=== KUTIPAN SUMBER ===
"Nasionalis dan santri, santri dan nasionalis menyatu dalam setiap perjuangan bangsa ini," kata Eri saat dialog pada Peringatan Harlah Nahdlatul Ulama (NU) Ke-99 yang digelar PDIP secara hibrid, di Jakarta, Sabtu.
 
Dia mengaku begitu merasakan bagaimana PDIP memiliki kedekatan dengan kalangan santri, kalangan kiai, jamaah dan jamiyah dari Nahdlatul Ulama.
 
"Di PDI Perjuangan kami juga diajarkan untuk mengambil tanggung jawab dalam memberdayakan umat melalui program-program kerakyatan yang sasarannya di dalamnya juga ada para nahdliyin," kata Eri dalam siaran persnya
 
Bupati Trenggalek Mochamad Nur Arifin mengatakan peringatan ini bukan kebetulan saja.

"Bukanlah sekedar peristiwa politik tetapi kepada penguatan sejarah, di mana di setiap kesempatan Bung Karno selalu mengatakan bahwa beliau mengidolakan Rasulullah Muhammad SAW, di mana revolusi Muhammad adalah 'summing up of many revolution in one big revolution'. Revolusi di segala sisi yang mengubah peradaban dunia dari jaman jahiliyah menuju jaman Islam yang terang benderang," kata Arifin.
 
Sebagai kader PDIP dan besar dalam keluarga NU, Arifin menyadari sepenuhnya bahwa nasionalisme adalah buah dari relijiusitas.
 
Sementara itu, kader PDIP yang kini menjadi Duta Besar RI untuk Tunisia Zuhairi Misrawi mengatakan, NU memiliki peran signifikan di dunia Islam dan di pentas internasional. Misi NU bagaimana mengangkat harkat dan martabat manusia.

=== ITEM YANG DISEDIAKAN ===
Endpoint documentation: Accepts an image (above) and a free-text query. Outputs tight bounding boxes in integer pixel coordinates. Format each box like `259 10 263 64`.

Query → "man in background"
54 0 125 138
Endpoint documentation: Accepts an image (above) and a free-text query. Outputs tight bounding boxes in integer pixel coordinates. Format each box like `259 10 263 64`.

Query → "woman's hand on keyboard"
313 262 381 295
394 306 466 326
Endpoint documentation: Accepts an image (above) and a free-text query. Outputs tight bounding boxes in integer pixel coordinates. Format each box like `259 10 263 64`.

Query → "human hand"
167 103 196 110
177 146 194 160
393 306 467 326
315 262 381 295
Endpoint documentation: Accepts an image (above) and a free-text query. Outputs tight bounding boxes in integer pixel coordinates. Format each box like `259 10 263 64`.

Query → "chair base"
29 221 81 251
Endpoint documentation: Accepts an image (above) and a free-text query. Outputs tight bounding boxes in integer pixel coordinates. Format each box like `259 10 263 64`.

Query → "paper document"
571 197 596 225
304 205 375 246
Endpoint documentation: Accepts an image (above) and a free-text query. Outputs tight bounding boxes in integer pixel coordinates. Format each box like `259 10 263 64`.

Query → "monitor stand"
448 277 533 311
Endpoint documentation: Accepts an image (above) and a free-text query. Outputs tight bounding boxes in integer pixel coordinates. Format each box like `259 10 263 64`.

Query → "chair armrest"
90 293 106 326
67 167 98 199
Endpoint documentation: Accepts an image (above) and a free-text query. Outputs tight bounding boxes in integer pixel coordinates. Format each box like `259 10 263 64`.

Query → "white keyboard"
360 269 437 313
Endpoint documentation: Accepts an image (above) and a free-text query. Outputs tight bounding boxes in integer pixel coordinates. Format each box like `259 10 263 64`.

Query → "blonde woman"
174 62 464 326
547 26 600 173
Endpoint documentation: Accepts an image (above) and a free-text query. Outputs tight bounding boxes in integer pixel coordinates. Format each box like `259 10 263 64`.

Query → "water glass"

=== SOAL LATIHAN ===
Lanjutkan teks tentang peringatan Harlah NU ke-99 yang digelar PDIP, mulai dari setelah kalimat terakhirnya.

=== JAWABAN SOAL ===
 
Zuhairi menyebutkan dalam berbagai kesempatan Bung Karno menyatakan dirinya memiliki hubungan kokoh dengan para ulama. Bung Karno mengatakan dirinya sebagaimana NU sama-sama meyakini Tuhan, memiliki visi kebangsaan dan memperjuangkan keadilan sosial.
 
Gus Mis, sapaan akrab Zuhairi, mengatakan dirinya bersama Kedubes RI di Tunisia sedang menerjemahkan berbagai buku tentang Bung Karno dan kaitannya dengan Islam dan NU ke dalam bahasa Arab.
 
Di tempat yang sama, Sekretaris Umum Baitul Muslimin Indonesia (Bamusi) Nasyirul Falah Amru menilai NU dan PDIP memiliki garis perjuangan sama mengenai kesejahteraan masyarakat.
 
NU memikirkan umat, sedangkan PDIP menjadikan wong cilik sebagai arus perjuangan.
 
"Jadi saya pikir NU dengan PDIP, nasionalis-religius dalam konteks ini, ya, sama-sama bagaimana manusia itu dimanusiakan dan dalam hal ini masih banyak kaum yang termarginalkan," katanya. (An)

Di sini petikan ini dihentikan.